## PROMPT:
Copy the material from the line containing "Pass-network tagging: label the green shirt" through the line containing "[(521, 202), (764, 373)]", both included, and keep the request lines as they are. Scale every point coordinate in the answers by 1.5 and round each to a whole number, rounding halves up. Leave the numbers in the requests and their format samples unchanged.

## LISTING:
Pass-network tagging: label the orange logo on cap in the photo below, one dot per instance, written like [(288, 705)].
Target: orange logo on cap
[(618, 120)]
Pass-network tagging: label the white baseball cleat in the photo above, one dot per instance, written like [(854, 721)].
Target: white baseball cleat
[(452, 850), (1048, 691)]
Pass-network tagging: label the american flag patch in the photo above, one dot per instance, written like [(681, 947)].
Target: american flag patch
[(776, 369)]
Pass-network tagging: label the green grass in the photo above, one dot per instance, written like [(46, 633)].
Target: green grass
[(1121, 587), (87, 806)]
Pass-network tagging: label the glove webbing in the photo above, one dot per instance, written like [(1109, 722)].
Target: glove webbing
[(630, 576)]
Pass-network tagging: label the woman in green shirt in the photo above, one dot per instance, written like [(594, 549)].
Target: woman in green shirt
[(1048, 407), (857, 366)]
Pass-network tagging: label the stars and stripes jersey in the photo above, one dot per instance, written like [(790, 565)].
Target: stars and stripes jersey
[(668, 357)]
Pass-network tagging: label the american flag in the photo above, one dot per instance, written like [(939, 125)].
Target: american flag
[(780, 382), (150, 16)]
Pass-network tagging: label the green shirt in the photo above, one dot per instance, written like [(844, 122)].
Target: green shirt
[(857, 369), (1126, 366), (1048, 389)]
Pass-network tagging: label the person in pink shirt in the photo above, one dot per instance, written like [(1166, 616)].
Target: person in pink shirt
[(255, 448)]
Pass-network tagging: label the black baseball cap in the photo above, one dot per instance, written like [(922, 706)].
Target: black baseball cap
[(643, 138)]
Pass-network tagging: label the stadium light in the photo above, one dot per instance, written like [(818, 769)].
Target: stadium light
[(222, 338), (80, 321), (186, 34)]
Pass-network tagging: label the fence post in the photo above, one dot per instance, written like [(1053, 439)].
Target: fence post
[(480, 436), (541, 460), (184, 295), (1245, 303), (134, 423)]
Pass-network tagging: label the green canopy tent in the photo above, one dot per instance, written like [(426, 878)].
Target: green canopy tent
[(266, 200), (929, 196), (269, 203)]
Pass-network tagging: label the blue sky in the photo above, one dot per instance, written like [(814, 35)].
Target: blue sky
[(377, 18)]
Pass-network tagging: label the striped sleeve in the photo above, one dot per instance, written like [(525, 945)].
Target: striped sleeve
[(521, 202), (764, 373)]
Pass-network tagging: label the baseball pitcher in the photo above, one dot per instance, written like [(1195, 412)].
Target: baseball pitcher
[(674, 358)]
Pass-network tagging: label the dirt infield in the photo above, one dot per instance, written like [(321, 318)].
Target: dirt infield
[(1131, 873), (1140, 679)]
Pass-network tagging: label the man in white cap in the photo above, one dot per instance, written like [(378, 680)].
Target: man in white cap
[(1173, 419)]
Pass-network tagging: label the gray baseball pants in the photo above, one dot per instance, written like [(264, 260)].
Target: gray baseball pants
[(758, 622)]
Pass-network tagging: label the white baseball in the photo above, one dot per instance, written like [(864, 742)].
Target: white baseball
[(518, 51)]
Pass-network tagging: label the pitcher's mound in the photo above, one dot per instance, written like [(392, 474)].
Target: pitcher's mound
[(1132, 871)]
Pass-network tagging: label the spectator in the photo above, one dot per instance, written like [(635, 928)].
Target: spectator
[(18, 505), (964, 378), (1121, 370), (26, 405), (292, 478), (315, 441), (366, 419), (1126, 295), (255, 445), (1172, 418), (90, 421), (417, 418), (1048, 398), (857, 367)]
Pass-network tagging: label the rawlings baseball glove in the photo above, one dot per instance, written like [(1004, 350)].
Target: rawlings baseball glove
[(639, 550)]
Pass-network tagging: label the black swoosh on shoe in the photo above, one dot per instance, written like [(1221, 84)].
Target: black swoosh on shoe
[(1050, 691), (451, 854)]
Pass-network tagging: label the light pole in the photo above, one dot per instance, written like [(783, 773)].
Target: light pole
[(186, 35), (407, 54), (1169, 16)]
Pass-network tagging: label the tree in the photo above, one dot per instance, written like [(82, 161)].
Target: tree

## SOLUTION FOR THIS EXERCISE:
Pass-network tagging: label the green shirt in the photo above, one dot per instance, written like [(844, 122)].
Target: green shirt
[(1286, 554), (1689, 549), (1572, 584)]
Pass-network tagging: label the person in pink shirt in the photo above, one dot per instance, written like [(1166, 616)].
Target: person in pink shirt
[(383, 672)]
Pass-network tagging: label the black baseball cap in the photo above, one dot per instance, written like [(922, 706)].
Target: black baseball cap
[(965, 207)]
Pass-network tagging: label the stadium light in the photo above, one dot per instance, written like [(818, 769)].
Target: stadium light
[(333, 507), (120, 482), (279, 51)]
Pass-network tagging: label the fence post in the photo above, one dot per instance, written like [(1053, 439)].
Target: fence post
[(720, 654), (812, 690), (276, 443), (1868, 455), (201, 635)]
Pass-network tagging: label the green canopy tent in the photo above, one dot per instance, written like [(426, 878)].
Target: green canopy tent
[(399, 300), (1394, 294), (404, 305)]
Pass-network tagging: label the blue sky in the photo above, one dot per instance, written like [(814, 35)].
Target: blue sky
[(566, 27)]
Pass-network tagging: label the striped sleeve in the photo above, one dot per instance, written like [(525, 945)].
Target: striped sleeve
[(782, 303), (1146, 560)]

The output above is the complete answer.